● **SELECTED TEXT**

####################

According to Dr David Craig, everyone lies. All the time. Whether it’s a small white lie to avoid hurting someone else’s feelings, or something more serious, none of us are blameless. Often we lie several times an hour when we’re in company. And apparently we’re all a lot better at lying and fooling others than knowing when we’re being lied to.
This morning Dr Craig was interviewed by Richard Aedy on Life Matters about his book Lie Catcher – become a human lie detector in under 60 minutes. I haven’t yet read the book and I don’t know that I will, but it did get me thinking.
According to Craig, there are lots of “tells” when we lie. Physiological reactions including everything from quickened breath and increased heart rate to trembling hands. Then the cover-up actions that try to disguise our instinctive responses. The “micro expressions” featuring on the TV program Lie To Me are real. But they are over within 1/25 of a second, so you have to be quick to catch them. Even so, if lie detecting is so easy that we can learn it in under 60 minutes, how come we’re all not a whole lot better at knowing when we’re being lied to?

####################

● **WHAT TO DO**
[1] Repeat the text on lying, starting with "According to Dr" and going on through "being lied to.".
[2] Name every physiological reaction to lying that the text on lying mentions.
[3] Answer from the text on lying:
(a) Who interviewed Dr Craig on Life Matters?
(b) How long do "micro expressions" last?
(c) What TV program features them?
You can leave the items aside.

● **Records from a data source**
####################

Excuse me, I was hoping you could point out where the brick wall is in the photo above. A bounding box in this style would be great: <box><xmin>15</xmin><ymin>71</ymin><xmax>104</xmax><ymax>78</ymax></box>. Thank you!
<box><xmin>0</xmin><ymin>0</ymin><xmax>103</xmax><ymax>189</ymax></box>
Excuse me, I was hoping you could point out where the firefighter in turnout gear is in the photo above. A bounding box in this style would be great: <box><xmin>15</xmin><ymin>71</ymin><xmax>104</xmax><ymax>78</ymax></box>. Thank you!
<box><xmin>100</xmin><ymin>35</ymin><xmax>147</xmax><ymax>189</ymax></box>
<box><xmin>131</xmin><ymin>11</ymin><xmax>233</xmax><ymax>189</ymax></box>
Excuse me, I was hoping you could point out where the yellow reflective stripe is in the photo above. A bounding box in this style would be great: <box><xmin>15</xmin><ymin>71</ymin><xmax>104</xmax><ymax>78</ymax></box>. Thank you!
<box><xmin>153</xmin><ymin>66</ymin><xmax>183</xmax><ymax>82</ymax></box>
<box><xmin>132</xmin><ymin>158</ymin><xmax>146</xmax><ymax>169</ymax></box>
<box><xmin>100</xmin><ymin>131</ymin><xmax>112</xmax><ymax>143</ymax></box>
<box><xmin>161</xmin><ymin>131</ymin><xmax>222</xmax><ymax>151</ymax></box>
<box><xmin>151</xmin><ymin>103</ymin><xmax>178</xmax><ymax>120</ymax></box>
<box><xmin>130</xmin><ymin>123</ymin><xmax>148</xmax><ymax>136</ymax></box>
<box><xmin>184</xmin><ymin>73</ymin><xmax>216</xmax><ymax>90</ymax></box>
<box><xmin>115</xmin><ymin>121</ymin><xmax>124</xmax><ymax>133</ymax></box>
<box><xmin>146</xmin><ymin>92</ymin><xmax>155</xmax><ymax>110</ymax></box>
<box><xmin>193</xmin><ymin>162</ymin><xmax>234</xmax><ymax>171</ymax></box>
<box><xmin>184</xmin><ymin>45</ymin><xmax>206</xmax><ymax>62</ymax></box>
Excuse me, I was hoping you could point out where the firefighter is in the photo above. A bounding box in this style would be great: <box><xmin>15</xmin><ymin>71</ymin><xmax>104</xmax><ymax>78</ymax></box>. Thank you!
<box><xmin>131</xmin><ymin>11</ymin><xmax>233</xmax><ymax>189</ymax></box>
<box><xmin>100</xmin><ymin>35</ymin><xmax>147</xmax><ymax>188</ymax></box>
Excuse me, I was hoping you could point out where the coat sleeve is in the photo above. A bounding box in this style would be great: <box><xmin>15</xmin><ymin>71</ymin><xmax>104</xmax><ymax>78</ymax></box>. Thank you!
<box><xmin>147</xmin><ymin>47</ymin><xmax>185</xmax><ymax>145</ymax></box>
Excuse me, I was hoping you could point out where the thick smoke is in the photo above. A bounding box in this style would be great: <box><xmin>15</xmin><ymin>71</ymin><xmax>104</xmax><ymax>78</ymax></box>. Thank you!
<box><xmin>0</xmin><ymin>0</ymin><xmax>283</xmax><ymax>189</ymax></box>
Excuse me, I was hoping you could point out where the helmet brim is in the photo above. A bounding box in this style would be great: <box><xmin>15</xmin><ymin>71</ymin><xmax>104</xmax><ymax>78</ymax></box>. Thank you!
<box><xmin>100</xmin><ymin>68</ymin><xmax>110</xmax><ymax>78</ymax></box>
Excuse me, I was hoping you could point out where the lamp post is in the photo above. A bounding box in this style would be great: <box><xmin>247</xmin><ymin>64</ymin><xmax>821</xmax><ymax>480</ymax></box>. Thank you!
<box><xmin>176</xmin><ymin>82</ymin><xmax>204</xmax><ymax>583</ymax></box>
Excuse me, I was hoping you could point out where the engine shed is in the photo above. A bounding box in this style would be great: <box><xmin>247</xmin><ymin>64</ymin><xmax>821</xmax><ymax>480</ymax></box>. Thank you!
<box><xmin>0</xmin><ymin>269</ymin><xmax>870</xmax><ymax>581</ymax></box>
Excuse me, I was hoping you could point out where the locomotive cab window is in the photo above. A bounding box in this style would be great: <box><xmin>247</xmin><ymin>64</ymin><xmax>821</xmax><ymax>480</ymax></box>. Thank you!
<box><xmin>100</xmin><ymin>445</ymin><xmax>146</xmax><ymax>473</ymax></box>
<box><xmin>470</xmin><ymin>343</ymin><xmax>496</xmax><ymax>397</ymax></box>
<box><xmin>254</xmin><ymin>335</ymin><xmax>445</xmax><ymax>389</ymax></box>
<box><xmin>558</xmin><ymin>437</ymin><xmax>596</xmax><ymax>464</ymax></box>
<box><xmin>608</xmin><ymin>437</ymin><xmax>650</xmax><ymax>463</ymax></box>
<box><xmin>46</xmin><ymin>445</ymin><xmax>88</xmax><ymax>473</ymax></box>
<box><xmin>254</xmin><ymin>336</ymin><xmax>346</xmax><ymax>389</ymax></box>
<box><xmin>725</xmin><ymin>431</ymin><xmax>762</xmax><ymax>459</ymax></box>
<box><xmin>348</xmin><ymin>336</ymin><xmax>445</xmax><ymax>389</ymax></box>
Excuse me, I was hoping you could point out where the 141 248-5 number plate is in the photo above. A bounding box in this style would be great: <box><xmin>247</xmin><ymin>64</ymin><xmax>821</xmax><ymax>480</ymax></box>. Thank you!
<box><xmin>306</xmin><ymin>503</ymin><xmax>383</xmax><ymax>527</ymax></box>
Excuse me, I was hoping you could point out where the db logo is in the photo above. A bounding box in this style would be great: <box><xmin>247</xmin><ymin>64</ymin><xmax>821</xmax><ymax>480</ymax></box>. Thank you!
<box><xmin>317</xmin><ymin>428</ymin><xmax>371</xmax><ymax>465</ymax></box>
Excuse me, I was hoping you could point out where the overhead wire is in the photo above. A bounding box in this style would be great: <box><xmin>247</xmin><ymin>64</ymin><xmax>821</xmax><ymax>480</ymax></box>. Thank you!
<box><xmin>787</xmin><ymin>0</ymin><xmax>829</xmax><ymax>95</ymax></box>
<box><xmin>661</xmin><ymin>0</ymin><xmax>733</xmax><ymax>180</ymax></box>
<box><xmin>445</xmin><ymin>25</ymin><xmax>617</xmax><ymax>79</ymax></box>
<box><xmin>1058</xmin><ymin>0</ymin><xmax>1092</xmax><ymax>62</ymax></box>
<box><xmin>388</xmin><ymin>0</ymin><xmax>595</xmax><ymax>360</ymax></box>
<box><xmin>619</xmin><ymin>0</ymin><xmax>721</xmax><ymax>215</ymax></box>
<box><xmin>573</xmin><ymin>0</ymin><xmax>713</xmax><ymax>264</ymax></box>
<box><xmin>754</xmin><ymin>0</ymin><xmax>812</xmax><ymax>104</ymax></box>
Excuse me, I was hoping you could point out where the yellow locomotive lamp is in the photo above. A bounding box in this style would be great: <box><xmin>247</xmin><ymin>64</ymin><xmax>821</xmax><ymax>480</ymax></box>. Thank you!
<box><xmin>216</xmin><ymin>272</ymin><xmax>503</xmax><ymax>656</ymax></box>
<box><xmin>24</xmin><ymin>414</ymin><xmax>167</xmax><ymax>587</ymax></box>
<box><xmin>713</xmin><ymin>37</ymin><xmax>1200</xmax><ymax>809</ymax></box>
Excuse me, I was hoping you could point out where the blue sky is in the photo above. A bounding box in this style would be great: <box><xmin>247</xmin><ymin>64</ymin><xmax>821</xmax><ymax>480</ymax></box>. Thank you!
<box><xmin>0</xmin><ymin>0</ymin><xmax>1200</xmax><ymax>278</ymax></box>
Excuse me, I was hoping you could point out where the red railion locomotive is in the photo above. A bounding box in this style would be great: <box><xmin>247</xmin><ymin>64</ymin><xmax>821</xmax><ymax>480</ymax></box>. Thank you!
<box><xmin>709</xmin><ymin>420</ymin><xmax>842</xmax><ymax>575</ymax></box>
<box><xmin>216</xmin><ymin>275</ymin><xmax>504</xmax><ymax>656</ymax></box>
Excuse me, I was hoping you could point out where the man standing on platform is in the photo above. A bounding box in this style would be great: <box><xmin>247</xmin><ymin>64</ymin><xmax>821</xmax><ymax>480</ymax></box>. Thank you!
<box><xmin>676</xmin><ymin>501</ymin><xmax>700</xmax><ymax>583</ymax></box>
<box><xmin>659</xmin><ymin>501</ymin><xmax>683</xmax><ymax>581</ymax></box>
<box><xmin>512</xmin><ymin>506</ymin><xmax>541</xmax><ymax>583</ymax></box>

####################

● **RESPONSES TO THE EXERCISE**
[1]
According to Dr David Craig, everyone lies. All the time. Whether it’s a small white lie to avoid hurting someone else’s feelings, or something more serious, none of us are blameless. Often we lie several times an hour when we’re in company. And apparently we’re all a lot better at lying and fooling others than knowing when we’re being lied to.

[2]
quickened breath
increased heart rate
trembling hands

[3]
(a) Richard Aedy
(b) 1/25 of a second
(c) Lie To Me